** What you will do **
Update these lines by changing "photo" to "image" everywhere, keeping everything else the same. Omit the pictures from your answer.

Collection entries:

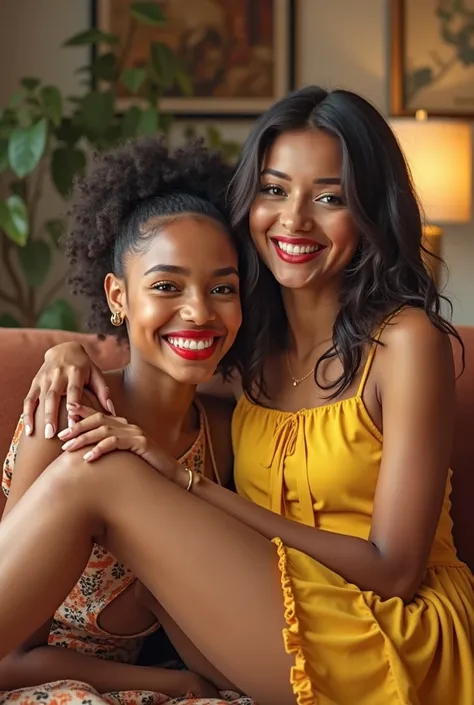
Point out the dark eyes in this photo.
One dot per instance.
(165, 286)
(170, 288)
(272, 190)
(330, 199)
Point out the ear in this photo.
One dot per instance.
(116, 294)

** Problem solution **
Point out the dark eyes in this image.
One dot per instance.
(165, 286)
(170, 288)
(272, 190)
(330, 199)
Point out the ear in this image.
One dot per instance.
(116, 294)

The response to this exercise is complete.